#### Work request:
Read the records below and copy each line that contains "drop".

(Stored data entries)
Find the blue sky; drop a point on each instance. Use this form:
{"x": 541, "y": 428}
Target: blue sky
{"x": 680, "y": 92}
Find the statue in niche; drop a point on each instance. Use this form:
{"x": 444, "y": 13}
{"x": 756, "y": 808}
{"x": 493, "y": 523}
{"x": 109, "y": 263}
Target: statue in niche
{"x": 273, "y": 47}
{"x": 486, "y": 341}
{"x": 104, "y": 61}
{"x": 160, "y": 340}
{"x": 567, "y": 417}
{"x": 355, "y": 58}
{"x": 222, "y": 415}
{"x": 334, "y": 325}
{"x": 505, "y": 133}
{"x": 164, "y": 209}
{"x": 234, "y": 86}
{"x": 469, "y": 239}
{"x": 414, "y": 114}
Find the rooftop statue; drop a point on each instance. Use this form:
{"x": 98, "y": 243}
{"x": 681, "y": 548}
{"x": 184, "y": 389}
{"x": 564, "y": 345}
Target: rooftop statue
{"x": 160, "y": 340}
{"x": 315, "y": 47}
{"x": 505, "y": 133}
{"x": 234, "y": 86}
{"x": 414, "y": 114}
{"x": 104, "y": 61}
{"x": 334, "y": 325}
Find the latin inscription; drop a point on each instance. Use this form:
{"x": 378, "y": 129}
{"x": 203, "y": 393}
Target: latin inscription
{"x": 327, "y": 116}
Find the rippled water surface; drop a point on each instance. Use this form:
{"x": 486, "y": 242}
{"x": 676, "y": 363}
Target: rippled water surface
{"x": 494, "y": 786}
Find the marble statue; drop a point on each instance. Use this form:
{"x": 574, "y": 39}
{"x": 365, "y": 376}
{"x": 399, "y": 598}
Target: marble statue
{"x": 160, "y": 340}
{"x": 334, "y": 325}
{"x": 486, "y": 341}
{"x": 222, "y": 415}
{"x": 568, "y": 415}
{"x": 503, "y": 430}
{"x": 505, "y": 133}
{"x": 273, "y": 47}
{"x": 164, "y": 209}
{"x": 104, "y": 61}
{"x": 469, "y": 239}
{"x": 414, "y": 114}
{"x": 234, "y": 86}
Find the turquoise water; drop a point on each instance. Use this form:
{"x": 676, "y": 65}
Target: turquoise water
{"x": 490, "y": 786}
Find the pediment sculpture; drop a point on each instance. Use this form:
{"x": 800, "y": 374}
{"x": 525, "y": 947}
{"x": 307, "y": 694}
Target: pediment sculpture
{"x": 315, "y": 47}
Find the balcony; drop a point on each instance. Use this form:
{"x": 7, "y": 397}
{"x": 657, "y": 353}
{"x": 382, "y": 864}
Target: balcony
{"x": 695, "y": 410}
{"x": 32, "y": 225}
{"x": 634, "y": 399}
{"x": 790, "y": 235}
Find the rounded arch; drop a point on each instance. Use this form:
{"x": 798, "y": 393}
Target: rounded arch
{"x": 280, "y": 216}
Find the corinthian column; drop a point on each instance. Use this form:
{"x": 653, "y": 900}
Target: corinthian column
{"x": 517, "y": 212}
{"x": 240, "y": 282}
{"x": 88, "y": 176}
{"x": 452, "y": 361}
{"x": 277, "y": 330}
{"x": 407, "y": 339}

#### Solution for this problem:
Find the blue sky; drop a point on each instance. Use this form:
Find the statue in niche; drop a point on each instance. Use this form:
Find the rooftop statue; drop a point on each instance. Use this form:
Find the latin inscription; drop a point on each instance. Use this form:
Find the rippled water surface; drop a point on each instance. Use this form:
Find the marble statue; drop a point on each instance. Use this form:
Find the turquoise water; drop a point on each instance. Use this form:
Find the pediment sculpture; drop a point on each instance. Use this form:
Find the balcony; drop a point on each instance. Use this form:
Find the rounded arch; drop a point on each instance. Use this form:
Find the corinthian column; drop a point on each instance. Use this form:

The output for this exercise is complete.